*** Opening of Records provided ***

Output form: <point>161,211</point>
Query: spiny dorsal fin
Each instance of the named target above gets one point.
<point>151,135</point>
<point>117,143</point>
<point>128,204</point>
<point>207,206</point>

*** Close of Records provided ***

### Exercise brief
Repeat only what runs from the line holding "Each instance of" to the end of the data, keeping every line exactly as written, first and last included.

### Result of this exercise
Each instance of the named target above gets one point.
<point>151,135</point>
<point>117,143</point>
<point>128,204</point>
<point>207,206</point>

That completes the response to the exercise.